### REQUIRED TASK:
Copy out the lines below word for word, but leave out the pictures.

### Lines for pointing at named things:
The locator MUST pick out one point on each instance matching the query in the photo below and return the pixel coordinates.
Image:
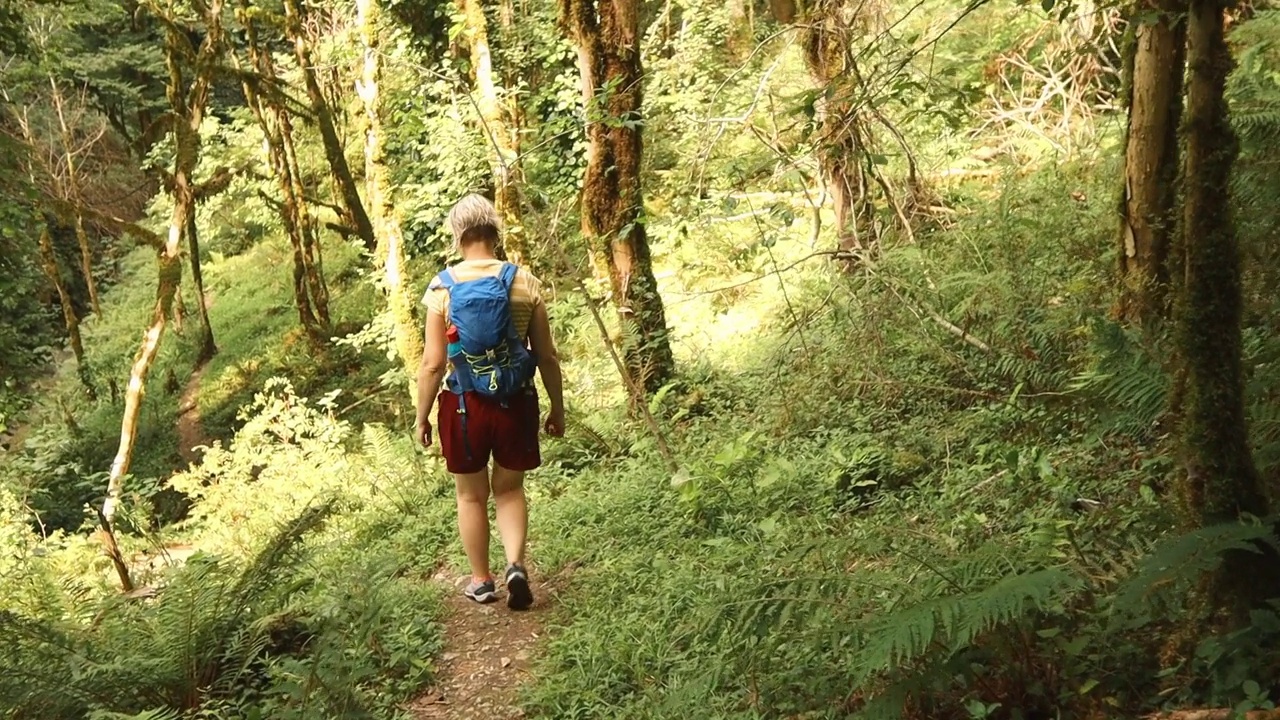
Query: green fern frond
(952, 623)
(1176, 561)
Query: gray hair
(472, 212)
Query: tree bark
(208, 347)
(840, 141)
(49, 263)
(391, 242)
(310, 294)
(607, 35)
(188, 104)
(784, 10)
(1220, 482)
(740, 31)
(499, 128)
(1151, 164)
(356, 218)
(73, 194)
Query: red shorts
(507, 433)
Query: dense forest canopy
(920, 360)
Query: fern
(202, 637)
(950, 624)
(1127, 379)
(1179, 560)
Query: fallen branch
(1220, 714)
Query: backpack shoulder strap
(443, 279)
(507, 276)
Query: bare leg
(508, 495)
(474, 520)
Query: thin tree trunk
(311, 250)
(607, 35)
(1221, 482)
(208, 347)
(498, 128)
(73, 195)
(357, 219)
(87, 264)
(391, 242)
(310, 294)
(740, 31)
(1151, 164)
(784, 10)
(841, 140)
(188, 104)
(49, 263)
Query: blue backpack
(489, 358)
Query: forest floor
(191, 429)
(488, 651)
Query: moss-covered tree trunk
(188, 101)
(740, 28)
(498, 128)
(607, 35)
(1221, 482)
(1151, 162)
(391, 240)
(49, 263)
(840, 140)
(356, 217)
(73, 191)
(784, 10)
(310, 291)
(208, 347)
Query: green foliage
(928, 488)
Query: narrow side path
(488, 651)
(191, 431)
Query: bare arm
(430, 373)
(548, 367)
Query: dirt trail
(191, 431)
(488, 651)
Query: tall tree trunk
(1221, 482)
(208, 347)
(274, 119)
(391, 242)
(841, 140)
(49, 263)
(357, 219)
(188, 103)
(73, 194)
(1151, 163)
(607, 33)
(310, 236)
(784, 10)
(87, 264)
(740, 31)
(498, 130)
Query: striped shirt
(526, 291)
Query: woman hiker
(489, 406)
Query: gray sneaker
(481, 592)
(519, 596)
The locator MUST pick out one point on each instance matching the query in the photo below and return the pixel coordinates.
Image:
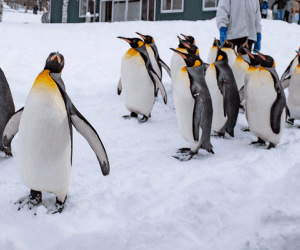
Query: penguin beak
(183, 55)
(125, 39)
(260, 55)
(141, 35)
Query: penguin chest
(184, 106)
(219, 119)
(45, 141)
(137, 85)
(260, 95)
(177, 63)
(212, 55)
(239, 70)
(153, 61)
(294, 94)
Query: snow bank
(241, 198)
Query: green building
(132, 10)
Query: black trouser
(240, 41)
(286, 16)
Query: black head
(147, 39)
(134, 42)
(266, 61)
(255, 60)
(221, 55)
(190, 39)
(55, 62)
(227, 44)
(191, 48)
(181, 43)
(217, 43)
(190, 60)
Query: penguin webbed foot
(32, 200)
(219, 134)
(144, 119)
(245, 129)
(259, 142)
(132, 115)
(271, 145)
(186, 156)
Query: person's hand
(223, 33)
(257, 45)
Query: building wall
(192, 11)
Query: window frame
(209, 8)
(87, 2)
(171, 10)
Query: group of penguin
(45, 139)
(209, 95)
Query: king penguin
(212, 54)
(266, 109)
(7, 109)
(150, 41)
(193, 106)
(224, 94)
(139, 80)
(294, 93)
(45, 137)
(286, 76)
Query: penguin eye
(140, 43)
(197, 63)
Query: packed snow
(241, 198)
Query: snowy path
(241, 198)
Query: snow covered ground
(241, 198)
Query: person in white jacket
(239, 21)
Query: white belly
(212, 55)
(231, 56)
(239, 70)
(45, 144)
(294, 94)
(177, 63)
(138, 88)
(219, 119)
(260, 95)
(184, 106)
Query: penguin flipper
(286, 82)
(57, 78)
(12, 128)
(160, 86)
(165, 66)
(287, 71)
(242, 94)
(87, 131)
(120, 87)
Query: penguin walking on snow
(224, 93)
(286, 76)
(45, 137)
(266, 109)
(294, 93)
(7, 109)
(139, 80)
(193, 106)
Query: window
(172, 6)
(209, 5)
(86, 6)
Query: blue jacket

### ANSWER FOR THIS EXERCISE:
The locator MUST pick out one point on each instance matching the query in the photo below and return the pixel coordinates.
Image:
Query: green fern frond
(952, 623)
(1176, 561)
Query: gray hair
(472, 212)
Query: tree bark
(208, 347)
(840, 141)
(49, 263)
(391, 242)
(310, 294)
(607, 35)
(188, 104)
(784, 10)
(1220, 482)
(740, 31)
(499, 128)
(1151, 164)
(356, 218)
(73, 194)
Query: red shorts
(507, 433)
Query: dense forest canopy
(920, 360)
Query: fern
(202, 637)
(950, 624)
(1127, 379)
(1179, 560)
Query: fallen branch
(1220, 714)
Query: backpack shoulder strap
(443, 279)
(507, 276)
Query: bare leg
(508, 495)
(474, 520)
Query: thin tree trunk
(311, 250)
(607, 35)
(1221, 482)
(208, 347)
(498, 128)
(73, 195)
(357, 219)
(87, 264)
(391, 242)
(310, 294)
(740, 31)
(1151, 164)
(784, 10)
(841, 140)
(188, 104)
(49, 263)
Query: blue backpack
(489, 358)
Query: forest floor
(191, 429)
(488, 651)
Query: moss-covered tree trunk
(188, 101)
(740, 28)
(498, 128)
(607, 35)
(1221, 482)
(1151, 162)
(391, 240)
(49, 263)
(840, 140)
(356, 217)
(73, 191)
(784, 10)
(310, 291)
(208, 347)
Query: green foliage
(928, 488)
Query: narrow side path
(488, 651)
(191, 431)
Query: bare arm
(430, 373)
(548, 367)
Query: dirt trail
(191, 431)
(488, 651)
Query: tall tree trunk
(1221, 482)
(208, 347)
(274, 119)
(391, 242)
(841, 140)
(49, 263)
(357, 219)
(188, 103)
(73, 194)
(1151, 163)
(607, 33)
(310, 236)
(784, 10)
(87, 264)
(740, 31)
(498, 130)
Query: striped shirt
(526, 291)
Query: woman hiker
(489, 406)
Query: gray sneaker
(481, 592)
(519, 596)
The locator MUST pick out one point on each instance matching the query in the photo below and return the pixel coordinates.
Image:
Query: penguin beak
(183, 55)
(125, 39)
(260, 55)
(141, 35)
Query: penguin chest
(184, 106)
(219, 119)
(45, 141)
(137, 85)
(260, 95)
(177, 63)
(212, 55)
(239, 70)
(153, 61)
(294, 94)
Query: snow bank
(241, 198)
Query: green building
(132, 10)
Query: black trouser
(240, 41)
(286, 16)
Query: black head
(147, 39)
(134, 42)
(266, 61)
(255, 60)
(221, 55)
(190, 39)
(55, 62)
(227, 44)
(191, 48)
(181, 43)
(217, 43)
(190, 60)
Query: penguin webbed foot
(32, 200)
(219, 134)
(144, 119)
(245, 129)
(259, 142)
(132, 115)
(271, 145)
(186, 156)
Query: person's hand
(223, 33)
(257, 45)
Query: building wall
(192, 11)
Query: window frame
(209, 8)
(87, 2)
(171, 10)
Query: group of penguin
(45, 139)
(209, 95)
Query: king penguin
(212, 54)
(266, 109)
(7, 109)
(150, 41)
(193, 106)
(224, 94)
(139, 80)
(294, 93)
(45, 137)
(286, 76)
Query: penguin eye
(140, 43)
(197, 63)
Query: packed snow
(241, 198)
Query: snowy path
(241, 198)
Query: snow covered ground
(241, 198)
Query: person in white jacket
(239, 21)
Query: white belly
(212, 55)
(231, 56)
(239, 70)
(45, 144)
(294, 94)
(177, 63)
(138, 88)
(219, 119)
(260, 95)
(184, 106)
Query: penguin flipper
(286, 82)
(57, 78)
(12, 128)
(160, 86)
(165, 66)
(287, 71)
(242, 94)
(87, 131)
(120, 87)
Query: penguin walking on snow
(224, 93)
(286, 76)
(45, 137)
(266, 109)
(294, 93)
(7, 109)
(139, 80)
(193, 106)
Query: window
(172, 6)
(209, 5)
(86, 6)
Query: blue jacket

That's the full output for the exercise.